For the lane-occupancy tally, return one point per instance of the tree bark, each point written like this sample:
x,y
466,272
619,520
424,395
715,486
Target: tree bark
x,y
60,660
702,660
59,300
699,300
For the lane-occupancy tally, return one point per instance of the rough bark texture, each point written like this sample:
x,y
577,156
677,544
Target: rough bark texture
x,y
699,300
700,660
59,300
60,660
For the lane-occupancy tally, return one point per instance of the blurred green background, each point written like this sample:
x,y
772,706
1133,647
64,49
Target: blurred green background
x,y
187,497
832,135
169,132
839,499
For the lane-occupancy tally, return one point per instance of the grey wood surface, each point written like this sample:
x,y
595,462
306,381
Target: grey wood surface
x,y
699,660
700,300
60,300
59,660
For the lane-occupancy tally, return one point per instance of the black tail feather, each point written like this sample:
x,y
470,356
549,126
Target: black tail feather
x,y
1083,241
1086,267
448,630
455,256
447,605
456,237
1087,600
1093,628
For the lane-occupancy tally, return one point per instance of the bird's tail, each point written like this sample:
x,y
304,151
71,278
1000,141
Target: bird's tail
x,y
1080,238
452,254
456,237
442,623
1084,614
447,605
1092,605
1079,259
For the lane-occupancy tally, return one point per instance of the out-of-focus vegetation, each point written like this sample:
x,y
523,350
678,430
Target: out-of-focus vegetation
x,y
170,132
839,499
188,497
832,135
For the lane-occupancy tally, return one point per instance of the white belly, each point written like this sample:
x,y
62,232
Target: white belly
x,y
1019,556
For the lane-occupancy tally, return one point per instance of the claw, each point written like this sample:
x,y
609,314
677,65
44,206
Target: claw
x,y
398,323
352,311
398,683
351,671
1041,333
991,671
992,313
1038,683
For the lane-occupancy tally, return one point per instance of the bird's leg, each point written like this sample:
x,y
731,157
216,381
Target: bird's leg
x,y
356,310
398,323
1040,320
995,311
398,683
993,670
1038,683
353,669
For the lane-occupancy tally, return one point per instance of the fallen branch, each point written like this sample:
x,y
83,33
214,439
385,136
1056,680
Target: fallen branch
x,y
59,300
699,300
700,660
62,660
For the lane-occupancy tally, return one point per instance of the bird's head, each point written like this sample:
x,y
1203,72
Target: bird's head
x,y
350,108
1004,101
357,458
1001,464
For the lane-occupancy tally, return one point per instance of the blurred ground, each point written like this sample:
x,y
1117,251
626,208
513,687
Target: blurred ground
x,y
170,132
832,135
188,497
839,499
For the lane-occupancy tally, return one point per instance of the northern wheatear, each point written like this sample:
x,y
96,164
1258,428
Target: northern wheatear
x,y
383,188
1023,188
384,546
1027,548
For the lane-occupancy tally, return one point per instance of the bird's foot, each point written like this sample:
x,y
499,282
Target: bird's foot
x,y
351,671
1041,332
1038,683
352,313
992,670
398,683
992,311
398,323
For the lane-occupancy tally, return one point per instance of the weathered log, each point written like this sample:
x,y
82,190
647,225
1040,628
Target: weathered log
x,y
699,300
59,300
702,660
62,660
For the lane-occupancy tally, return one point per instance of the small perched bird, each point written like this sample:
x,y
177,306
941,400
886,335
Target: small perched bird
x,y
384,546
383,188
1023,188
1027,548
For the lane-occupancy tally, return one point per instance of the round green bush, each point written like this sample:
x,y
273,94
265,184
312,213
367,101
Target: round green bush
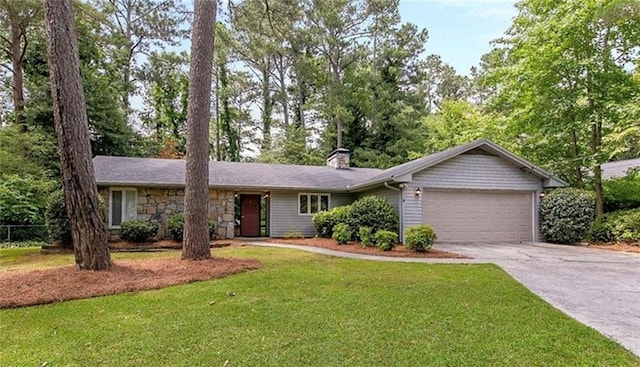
x,y
373,212
624,225
386,240
601,231
137,230
175,226
566,215
341,233
419,238
323,222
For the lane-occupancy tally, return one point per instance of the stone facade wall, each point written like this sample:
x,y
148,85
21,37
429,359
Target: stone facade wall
x,y
157,205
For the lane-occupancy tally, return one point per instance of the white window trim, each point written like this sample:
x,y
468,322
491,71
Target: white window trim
x,y
307,194
123,189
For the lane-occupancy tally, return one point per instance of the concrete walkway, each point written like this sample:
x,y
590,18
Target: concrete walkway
x,y
599,288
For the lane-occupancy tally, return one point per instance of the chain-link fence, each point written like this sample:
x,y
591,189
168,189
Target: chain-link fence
x,y
18,233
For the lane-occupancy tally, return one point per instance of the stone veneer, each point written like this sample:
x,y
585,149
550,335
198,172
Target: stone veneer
x,y
157,205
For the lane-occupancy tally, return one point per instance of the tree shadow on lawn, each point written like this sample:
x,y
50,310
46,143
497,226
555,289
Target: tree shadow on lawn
x,y
35,287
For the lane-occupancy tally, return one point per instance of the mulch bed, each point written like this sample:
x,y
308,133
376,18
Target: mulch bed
x,y
356,247
27,288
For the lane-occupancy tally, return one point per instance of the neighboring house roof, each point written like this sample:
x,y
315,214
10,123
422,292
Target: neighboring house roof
x,y
403,172
155,172
619,168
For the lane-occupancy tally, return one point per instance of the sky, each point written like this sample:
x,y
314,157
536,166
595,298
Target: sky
x,y
460,31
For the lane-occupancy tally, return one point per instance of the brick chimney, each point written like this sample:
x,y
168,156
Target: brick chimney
----------
Give all the entries again exactly, dropping each picture.

For the lane-occupancy tally, return one point per instance of the tree bark, each point written like this sample:
x,y
466,272
619,520
424,395
715,486
Target: tree bark
x,y
60,660
702,660
59,300
699,300
For the lane-occupancy tally, return one point per instance of the rough bark texture, each point written like this sample:
x,y
577,156
677,544
Target: rough bark texture
x,y
699,300
700,660
59,300
60,660
For the lane-occupancy tally, return one point per instance of the blurred green background, each point written like this sample:
x,y
772,706
1133,647
64,49
Target: blurred green background
x,y
187,497
832,135
169,132
839,499
For the lane-occupancy tally, return one point per instance of the grey wood surface, each point written like this sample:
x,y
595,462
306,381
Target: grey wood surface
x,y
699,660
700,300
60,300
59,660
For the lane-occupancy tally, return one point per instance of the black tail feather, each point written like this sample:
x,y
470,356
549,126
Target: black tail feather
x,y
1083,241
1086,267
448,630
455,256
447,605
456,237
1087,600
1093,628
For the lane-occupancy tally, return one point per instance of the bird's tail, each point written like this sample:
x,y
304,151
71,278
1000,141
Target: bird's tail
x,y
1080,238
452,254
456,237
442,623
1084,614
447,605
1092,605
1079,259
For the lane-occupancy tally, return one point per instance of the out-of-focus vegetation, each point written like this sample:
x,y
523,350
678,430
Target: out-of-focus vegetation
x,y
170,132
839,499
188,497
832,135
For the lane-occupancy tally, return one point per instance of the white belly, each point written like this sample:
x,y
62,232
Target: white belly
x,y
1019,556
For the lane-occupancy tally, return one point per instance of the claw, each point written like this sample:
x,y
609,314
677,65
44,206
Target: claw
x,y
398,323
352,311
398,683
351,671
1041,333
991,671
992,313
1038,683
For the lane-occupancy tally, return one point per instance of the bird's leg, each point written like this sample:
x,y
731,157
216,381
Target: bird's leg
x,y
356,310
398,323
1040,320
995,311
398,683
993,670
1038,683
353,669
For the lane-occupancy tally, return one point per instance of the fallen branch, each point written like this sample:
x,y
83,33
214,439
385,136
1056,680
Target: fallen branch
x,y
59,300
699,300
700,660
62,660
For the lane-occupancy tally, return one point per instance of the bird's head, each point written like this sample:
x,y
1203,72
Target: bird's head
x,y
350,108
1004,101
357,458
1001,464
For the lane-occupancy tally, return one point per instance of the blurred ground, each point written like this sample:
x,y
1117,251
626,208
513,687
Target: blurred ground
x,y
170,132
832,135
188,497
839,499
For the lane-occupancy tally, return one point per instance of the northern wheatear, each point written like this sample:
x,y
96,164
1258,428
Target: northern wheatear
x,y
383,188
1023,188
384,546
1027,548
For the lane-occupancy tally, return one point per instance of the bird's foot, each point written like this sample:
x,y
499,282
Target: bird's foot
x,y
351,671
1041,332
1038,683
352,313
992,670
398,683
992,311
398,323
For the lane-occupancy tally, return one point per instance of the weathered log, each point written like this sample:
x,y
82,190
647,225
1040,628
Target: weathered log
x,y
699,300
59,300
702,660
62,660
For the lane-occupancy tally, return one point per instance of the small perched bird, each point written like this sample:
x,y
177,306
941,400
886,335
Target: small perched bird
x,y
384,546
383,188
1023,188
1027,548
For the lane-occupancy tally, return one point per instance of the round green bush, each point written like this sample:
x,y
273,94
265,184
312,213
367,101
Target: round green bush
x,y
373,212
624,225
386,240
601,231
137,230
175,226
566,215
341,233
419,238
323,222
For the lane-occupancy tally, return one point per instance of the stone facade wall, each point written like this sample:
x,y
148,85
21,37
429,359
Target: stone facade wall
x,y
157,205
For the lane-occupancy tally, return one point per instance of the white window trim, each point written like this sample:
x,y
468,322
491,71
Target: white window trim
x,y
307,194
123,189
For the lane-occupancy tally, return one point per instance of the concrete walkway, each point written like this sample:
x,y
590,18
Target: concrete walkway
x,y
599,288
For the lane-occupancy tally, return one point per instance of the chain-link fence, each point written like this sample:
x,y
591,189
168,189
Target: chain-link fence
x,y
18,233
For the lane-occupancy tally, return one point per instance of the stone veneer, each point written like this sample:
x,y
585,149
550,335
198,172
Target: stone veneer
x,y
157,205
For the lane-occupancy tally, return one point per instance of the tree shadow on lawn, each point written like this sample:
x,y
50,310
46,143
497,226
555,289
Target: tree shadow on lawn
x,y
35,287
For the lane-occupancy tally, return one point per instance of the mulch bed, each point written like this sample:
x,y
308,133
376,18
Target: mulch bed
x,y
356,247
27,288
For the lane-occupancy tally, return one point per instance of the neighboring house roof, each point written like this sample:
x,y
315,214
10,123
422,292
Target: neighboring house roof
x,y
403,172
155,172
619,168
For the lane-occupancy tally, return one point per instance of the sky, each point written like this sample:
x,y
314,157
536,166
595,298
Target: sky
x,y
460,31
For the lane-occupancy tally, return one point per instance of the brick chimney, each point written like this sample:
x,y
168,156
Target: brick chimney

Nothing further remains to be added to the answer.